§ Problem details
Reproduce the data below, swapping every "Reviewer note" for "Checker note" and leaving everything else untouched.
*** Dataset entries
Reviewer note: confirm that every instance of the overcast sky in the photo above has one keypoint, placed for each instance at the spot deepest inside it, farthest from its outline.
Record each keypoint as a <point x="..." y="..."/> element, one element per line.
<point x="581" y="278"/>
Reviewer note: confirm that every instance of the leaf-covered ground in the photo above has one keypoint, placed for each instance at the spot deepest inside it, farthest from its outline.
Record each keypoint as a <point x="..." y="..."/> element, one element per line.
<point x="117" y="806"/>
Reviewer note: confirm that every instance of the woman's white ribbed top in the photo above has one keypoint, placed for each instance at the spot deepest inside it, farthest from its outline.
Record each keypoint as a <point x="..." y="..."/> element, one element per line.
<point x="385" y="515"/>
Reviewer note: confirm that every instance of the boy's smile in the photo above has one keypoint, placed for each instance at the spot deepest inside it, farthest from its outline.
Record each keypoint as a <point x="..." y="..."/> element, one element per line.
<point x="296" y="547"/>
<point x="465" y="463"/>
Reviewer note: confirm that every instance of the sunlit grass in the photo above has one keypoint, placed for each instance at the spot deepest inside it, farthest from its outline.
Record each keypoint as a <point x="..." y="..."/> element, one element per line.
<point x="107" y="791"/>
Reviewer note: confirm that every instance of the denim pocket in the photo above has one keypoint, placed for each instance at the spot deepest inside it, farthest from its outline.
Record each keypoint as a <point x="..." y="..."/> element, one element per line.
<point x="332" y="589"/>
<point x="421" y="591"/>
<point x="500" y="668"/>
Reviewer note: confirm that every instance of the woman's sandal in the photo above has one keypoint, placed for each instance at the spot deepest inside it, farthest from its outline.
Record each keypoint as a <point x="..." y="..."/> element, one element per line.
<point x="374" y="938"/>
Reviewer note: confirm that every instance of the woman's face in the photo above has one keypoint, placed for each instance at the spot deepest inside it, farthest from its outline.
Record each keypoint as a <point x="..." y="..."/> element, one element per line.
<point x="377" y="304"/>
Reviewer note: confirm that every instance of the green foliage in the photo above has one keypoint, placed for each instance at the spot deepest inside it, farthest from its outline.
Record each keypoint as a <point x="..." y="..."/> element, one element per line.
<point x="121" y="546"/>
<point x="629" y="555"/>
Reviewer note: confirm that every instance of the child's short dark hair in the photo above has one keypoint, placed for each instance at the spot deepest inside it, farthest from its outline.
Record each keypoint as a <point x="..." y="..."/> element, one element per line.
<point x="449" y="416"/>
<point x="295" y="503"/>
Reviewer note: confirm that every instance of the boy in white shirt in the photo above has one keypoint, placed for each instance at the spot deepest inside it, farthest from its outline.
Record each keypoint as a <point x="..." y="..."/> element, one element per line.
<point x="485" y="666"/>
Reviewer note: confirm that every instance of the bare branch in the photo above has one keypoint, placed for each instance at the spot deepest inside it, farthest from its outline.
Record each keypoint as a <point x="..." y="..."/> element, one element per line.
******
§ Complete answer
Checker note: confirm that every instance of the overcast sky in the photo above has one keypoint, placed for each instance at the spot deepest inside it, farthest from its outline.
Record each keypoint as a <point x="..." y="..."/> element, one element per line.
<point x="581" y="278"/>
Checker note: confirm that every instance of the leaf-covered ground in the photo above has one keypoint, placed for each instance at the spot deepest inside it, farthest from its outline.
Record each keypoint as a <point x="..." y="..."/> element, one element per line.
<point x="117" y="806"/>
Checker note: confirm that every instance of the woman's white ribbed top in the photo above has one keypoint, placed for each instance at the spot deepest inside it, farthest from its outline.
Record each keypoint as a <point x="..." y="..."/> element, one element per line.
<point x="385" y="515"/>
Checker note: confirm that every instance of the boy's smile in the photo above has one keypoint, placed for each instance at the spot deepest inside it, farthest from its outline.
Record each keypoint as a <point x="..." y="..."/> element, one element per line.
<point x="296" y="547"/>
<point x="465" y="463"/>
Checker note: confirm that every instance of the sunlit grass in the photo above has one keypoint, placed for each instance at the spot deepest inside it, farthest from its outline.
Record each keypoint as a <point x="..." y="..."/> element, one element per line.
<point x="107" y="791"/>
Checker note: confirm that every instance of the denim pocket in the photo above has one keypoint, placed for each instance at the spot deepest inside it, farthest from its outline.
Record each keypoint as a <point x="..." y="..."/> element, one element per line.
<point x="332" y="589"/>
<point x="421" y="591"/>
<point x="500" y="668"/>
Checker note: confirm that every instance of the woman's sandal in the photo above has one keypoint, placed for each instance at the spot deepest inside it, farthest from its outline.
Record each keypoint as a <point x="..." y="..."/> element, one element per line.
<point x="374" y="938"/>
Checker note: confirm that every instance of the woman's face in the photo above has one keypoint, placed for each instance at the spot deepest inside it, farthest from its outline.
Record each keypoint as a <point x="..." y="..."/> element, one element per line.
<point x="377" y="304"/>
Checker note: confirm that every instance of the green foliage in the photo above has one keypoint, placed for each instance at the spot deepest inside it, farthest from its outline.
Record each keypoint as a <point x="..." y="..."/> element, one element per line.
<point x="121" y="546"/>
<point x="629" y="555"/>
Checker note: confirm that every instance of the child's short dark hair in the photo above has one keypoint, placed for each instance at the spot deepest inside it, farthest from its outline.
Record each keypoint as a <point x="..." y="..."/> element, one element per line.
<point x="449" y="416"/>
<point x="295" y="503"/>
Checker note: confirm that every instance of the boy in white shirt in the photo above has one keypoint, placed for each instance at the spot deepest inside it, farthest from its outline.
Record each keypoint as a <point x="..." y="..."/> element, one element per line.
<point x="485" y="666"/>
Checker note: confirm that every instance of the bare branch in the photo above has one keypoint, placed for each instance at the spot deepest inside it, farthest from its outline.
Record each keypoint as a <point x="..." y="..."/> element, one element per line.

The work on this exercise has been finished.